▶ [Exercise] In the forum thread on tree felling, which of the two recommended books does Steve NW WI say he already owns?

I never dreamed of growing up to be a logger,either.I dreamed of going as far away from logging as possible. Part of being "all grown up" is learning how to put up with people's B.S. I didn't see anything remotely un-civil, just a little friendly banter.And you are correct, logging crew behavior is not for every place, because you aren't in near the danger in the office or living room as you are in the woods hanging a chainsaw into a tree.If I wanted to know more about a particular way to cut a tree or something, I'd sure rather take the razzing from a logger than anyone else in order to learn a better way to do something that might even save my life.But that's just me.And fart jokes aren't nearly as funny as the fart, itself.


----------



## Steve NW WI (Sep 25, 2012)

There's some good advice in this thread, and some that's a little shaky. Randy may be an arrogant SOB, but those willing to listen will learn a thing or 60 from him (and Gologit as well). I'm glad to see them over here watching what us firewooders are up to.

For those that want to learn a bit more on how to put em on the ground without getting put in the ground yourself, I suggest getting a good book or two:

Bailey's - Professional Timber Falling by Douglas Dent Professional Timber Falling by Douglas Dent

Bailey's - To Fell a Tree by Jeff Jepson - Second Edition To Fell a Tree by Jeff Jepson

I have the second book, and will be ordering the first one with my next Bailey's order. Nothing beats firsthand training, but that's not always an option. Remember, advice over the internet is worth exactly what you paid for it.


----------



## redoakneck (Sep 25, 2012)

redheadwoodshed said:


> I never dreamed of growing up to be a logger,either.I dreamed of going as far away from logging as possible. Part of being "all grown up" is learning how to put up with people's B.S. I didn't see anything remotely un-civil, just a little friendly banter.And you are correct, logging crew behavior is not for every place, because you aren't in near the danger in the office or living room as you are in the woods hanging a chainsaw into a tree.If I wanted to know more about a particular way to cut a tree or something, I'd sure rather take the razzing from a logger than anyone else in order to learn a better way to do something that might even save my life.But that's just me.And fart jokes aren't nearly as funny as the fart, itself.





How many beans do you put in the bean soup??? 

answer- 239. If you put 1 more in it will be too farty... from my 8 yr-old...sorry, just had to tell it


----------



## brenndatomu (Sep 25, 2012)

▶ [Data records]
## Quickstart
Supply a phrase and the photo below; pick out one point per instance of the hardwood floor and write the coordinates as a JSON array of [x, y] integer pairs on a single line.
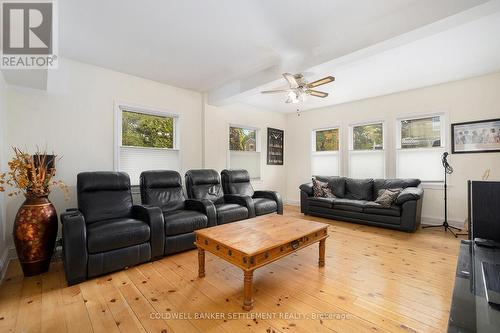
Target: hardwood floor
[[374, 280]]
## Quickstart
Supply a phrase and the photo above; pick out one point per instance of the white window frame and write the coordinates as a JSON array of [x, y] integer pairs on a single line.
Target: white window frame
[[125, 106], [351, 150], [443, 140], [257, 146], [330, 152]]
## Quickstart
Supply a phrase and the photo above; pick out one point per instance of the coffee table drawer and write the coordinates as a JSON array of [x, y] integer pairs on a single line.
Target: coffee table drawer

▶ [Complete output] To Fell a Tree by Jeff Jepson, Second Edition.